WHAT TO DO: Each record below must be returned exactly, with no line left out.

• • • • •

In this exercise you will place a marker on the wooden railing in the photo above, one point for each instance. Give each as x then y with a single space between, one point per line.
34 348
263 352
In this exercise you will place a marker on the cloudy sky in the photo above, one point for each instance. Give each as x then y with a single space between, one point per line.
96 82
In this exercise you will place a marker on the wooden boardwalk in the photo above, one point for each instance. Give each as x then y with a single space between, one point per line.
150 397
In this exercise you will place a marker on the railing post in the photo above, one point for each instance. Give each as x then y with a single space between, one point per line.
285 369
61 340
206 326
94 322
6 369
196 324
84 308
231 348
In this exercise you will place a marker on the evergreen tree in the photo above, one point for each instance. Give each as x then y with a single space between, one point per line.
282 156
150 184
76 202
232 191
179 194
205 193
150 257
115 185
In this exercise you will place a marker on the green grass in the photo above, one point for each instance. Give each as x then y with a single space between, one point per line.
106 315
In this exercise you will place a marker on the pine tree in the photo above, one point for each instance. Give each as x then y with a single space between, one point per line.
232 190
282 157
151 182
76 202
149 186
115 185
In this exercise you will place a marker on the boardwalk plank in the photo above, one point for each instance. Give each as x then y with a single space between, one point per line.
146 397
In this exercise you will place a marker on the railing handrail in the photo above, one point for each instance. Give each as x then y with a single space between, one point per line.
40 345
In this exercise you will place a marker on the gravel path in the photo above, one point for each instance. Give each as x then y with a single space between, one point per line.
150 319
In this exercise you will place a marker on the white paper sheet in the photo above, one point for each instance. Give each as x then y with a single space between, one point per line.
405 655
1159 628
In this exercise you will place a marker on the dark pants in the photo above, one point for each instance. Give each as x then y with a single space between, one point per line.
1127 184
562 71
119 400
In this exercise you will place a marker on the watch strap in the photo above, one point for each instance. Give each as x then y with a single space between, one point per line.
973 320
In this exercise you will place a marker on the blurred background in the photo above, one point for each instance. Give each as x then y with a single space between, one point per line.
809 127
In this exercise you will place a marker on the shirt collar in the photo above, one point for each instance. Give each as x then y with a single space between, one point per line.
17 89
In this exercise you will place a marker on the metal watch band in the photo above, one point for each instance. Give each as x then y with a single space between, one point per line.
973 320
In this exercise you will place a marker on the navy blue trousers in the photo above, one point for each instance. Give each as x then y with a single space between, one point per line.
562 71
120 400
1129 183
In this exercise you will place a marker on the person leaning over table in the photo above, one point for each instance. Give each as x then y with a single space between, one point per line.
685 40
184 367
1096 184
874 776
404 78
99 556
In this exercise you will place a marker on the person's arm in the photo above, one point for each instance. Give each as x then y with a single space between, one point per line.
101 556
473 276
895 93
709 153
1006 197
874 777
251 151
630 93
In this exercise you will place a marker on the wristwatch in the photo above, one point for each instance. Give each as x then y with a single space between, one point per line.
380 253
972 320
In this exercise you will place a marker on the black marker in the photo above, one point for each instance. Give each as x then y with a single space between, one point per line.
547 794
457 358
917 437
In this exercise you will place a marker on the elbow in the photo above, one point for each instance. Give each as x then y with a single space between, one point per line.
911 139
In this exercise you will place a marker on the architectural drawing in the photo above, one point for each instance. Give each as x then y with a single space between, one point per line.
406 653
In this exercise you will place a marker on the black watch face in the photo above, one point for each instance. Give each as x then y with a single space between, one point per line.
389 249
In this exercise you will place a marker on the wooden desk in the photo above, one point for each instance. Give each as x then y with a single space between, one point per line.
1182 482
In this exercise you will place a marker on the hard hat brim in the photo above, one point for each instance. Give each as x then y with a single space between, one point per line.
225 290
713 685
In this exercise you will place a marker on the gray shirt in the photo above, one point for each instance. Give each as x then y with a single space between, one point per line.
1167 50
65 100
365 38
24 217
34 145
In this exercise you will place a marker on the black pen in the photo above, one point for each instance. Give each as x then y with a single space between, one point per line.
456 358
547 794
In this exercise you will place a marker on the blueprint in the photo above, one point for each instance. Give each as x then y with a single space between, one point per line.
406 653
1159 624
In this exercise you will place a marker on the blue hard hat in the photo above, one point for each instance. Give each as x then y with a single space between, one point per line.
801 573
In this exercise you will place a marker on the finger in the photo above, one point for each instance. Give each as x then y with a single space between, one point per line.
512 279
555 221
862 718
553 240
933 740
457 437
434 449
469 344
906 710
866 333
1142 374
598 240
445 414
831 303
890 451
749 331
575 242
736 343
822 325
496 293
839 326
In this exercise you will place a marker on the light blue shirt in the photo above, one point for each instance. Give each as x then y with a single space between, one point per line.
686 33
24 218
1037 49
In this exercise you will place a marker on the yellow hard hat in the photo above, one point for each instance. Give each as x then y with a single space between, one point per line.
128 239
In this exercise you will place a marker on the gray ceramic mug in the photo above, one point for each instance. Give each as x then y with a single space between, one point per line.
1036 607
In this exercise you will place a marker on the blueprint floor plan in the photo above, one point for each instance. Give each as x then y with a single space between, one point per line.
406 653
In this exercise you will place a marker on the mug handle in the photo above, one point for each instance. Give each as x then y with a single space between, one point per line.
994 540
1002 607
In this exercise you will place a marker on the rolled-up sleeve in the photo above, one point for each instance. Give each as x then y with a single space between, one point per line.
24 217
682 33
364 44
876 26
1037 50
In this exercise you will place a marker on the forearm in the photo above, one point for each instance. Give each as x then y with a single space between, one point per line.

• • • • •

RESULT OF THE TASK:
In this exercise you will place a marker on the wooden railing in the photo above, one point for each instance. Give each as x then y with a single space between, one point per line.
34 348
263 352
In this exercise you will place a marker on the cloudy sky in the photo above, one point for each instance. Give each as x then y with a single space between, one point per line.
96 82
In this exercise you will place a marker on the wooden boardwalk in the photo above, one point for each instance. Give each as x then y with a single space between, one point per line.
150 397
In this exercise you will place a marker on the railing post in the photo above, one point for each instance. Give each as x then y with a single space between, one point per line.
285 369
61 340
206 326
94 322
6 369
196 324
84 308
231 348
In this exercise you will place a marker on the evergreen tree in the photo above, one point for each instance. Give each as x then y with a single space between, one point per line.
282 156
150 184
76 202
232 191
179 194
205 193
150 257
115 185
In this exercise you will place a marker on the green grass in the photo above, one point for each instance. Give each as x then y with a single space between, one point per line.
106 315
In this exercise you will place a marker on the pine tree in the photo above, one point for each instance. Give each as x then y with a single space between, one point per line.
232 190
282 157
151 182
76 202
149 186
115 185
In this exercise you will place a marker on the boardwalk plank in the photo above, one point for each instance. Give each as x then y with a single space between, one point per line.
146 397
In this exercise you will place a marker on the railing handrail in the photo above, one point for each instance. Give each as x then y with a single space between, one point per line.
40 345
In this exercise you will place a marker on the gravel path in the photo above, one point for each instance. Give each as x then y with a single space between, one point per line.
150 319
In this exercise you will place a marker on the white paper sheet in the photo above, one point for each instance. Give each as x then y with a single space between, one point per line.
405 655
1159 628
In this exercise you will place a marker on the dark pants in the photo above, one point for each instance. Give each as x then y with a single space between, one point per line.
1127 184
562 71
119 400
In this exercise you will place a marker on the watch strap in the photo above, one point for each instance. Give each as x then y with a single space between, one point per line.
973 320
In this exercise you will place a marker on the blurred background in the photo above, one point for each instance. Give each as x then y with a single space between, one point per line.
809 127
In this exercise you will place a marker on the shirt collar in the photo above, one point for each instance. Give each as x then y with a single space between, one point per line.
17 89
In this exercise you will place a marker on the metal watch band in the photo above, one point for each instance. Give each as x then y with a single space between, one point per line.
973 320
In this exercise you will place a marker on the navy blue trousers in the photo above, one point for each instance. Give each as x then y with a single space between, one point per line.
562 71
120 400
1129 183
In this exercise you will place a marker on the person leaning over table in the photo above, one point for each instance. Give each as x then y with a single space between, one point per line.
685 40
184 367
1096 184
874 776
404 78
99 556
In this exercise you will place a marker on the person's arm in the photo above, one point for each instance. Give each as x then y with a single space between, one point per line.
101 556
473 276
895 93
709 153
1006 197
874 777
251 151
630 93
In this exercise you will place a marker on the wristwatch in the photo above, one point for each instance. Give each as x then y with a single space between, one point per line.
380 253
972 320
In this exercise you will place a marker on the black marker in the photo above, one point for each instance. Give each as x then y with a single space between, one point per line.
547 794
457 358
917 437
In this exercise you will place a marker on the elbow in the photo above, one point for each instance. Give each as x then y with a single space between, one point per line.
911 139
In this exercise you will place a marker on the architectural drawing in the photo above, one point for each instance. Give each as x then y with a single space between, one point per line.
406 653
In this exercise you will place a marker on the black watch face in the photo above, one point for each instance. Give each as x then y with a single space between, one point per line.
389 249
In this exercise you will place a marker on the wooden desk in the photo above, one point for each instance. Give each as x then y with a single space between, one point per line.
1182 482
In this exercise you will place a marker on the hard hat brim in the photo above, one point for each instance. Give each as x then y with a single space between, one point per line.
225 290
713 685
In this exercise you will place a marker on the gray shirt in the photo above, one point for each instance. Give each as x then y with a single space between, one point per line.
1167 50
65 100
365 38
24 217
34 145
In this exercise you will place a marker on the black pen in the photo above, one point for each instance. Give each as x then y with a single space between, one point per line.
456 358
547 794
In this exercise you will place a marker on the blueprint in the photo above, one point for each instance. Give each as x then y with a single space between, one point per line.
406 653
1159 624
In this exercise you will place a marker on the blue hard hat in the photo above, one point for each instance. Give each as x then y with a single space between, one point per line.
801 573
In this exercise you will place a marker on the finger in the photo above, one point for each instance. Give each as x then y with a single space between, one point per line.
512 279
555 221
862 718
553 240
933 740
457 437
434 449
469 344
906 710
866 333
1142 374
598 240
445 414
831 303
890 451
749 331
575 242
736 343
822 325
496 293
839 326
In this exercise you will place a marker on the light blue shirt in the photo above, one point for each instance. Give each as x then y with a single space between, one point per line.
686 33
24 218
1037 49
In this exercise you will place a marker on the yellow hard hat in the photo above, one point for each instance. Give each as x then y with a single space between, one point per line.
128 239
In this exercise you will place a marker on the gray ceramic mug in the photo above, one point for each instance. Give each as x then y with a single space between, one point per line.
1036 607
In this exercise you will place a marker on the blueprint floor plan in the photo above, one point for each instance. Give each as x then y with a single space between, one point per line.
406 653
In this exercise you will place a marker on the mug handle in the photo above, one point for each instance. Give each as x then y with a single space between, one point per line.
994 540
1002 607
In this exercise you will place a marker on the rolled-up sleeve in the photo above, one point for each instance. Give each as x then y with a single space between, one point per line.
24 217
682 33
364 44
876 26
1037 50
In this exercise you will place a marker on the forearm in the photo above, one point for each instance. Give each as x then y with a single space between, one point per line.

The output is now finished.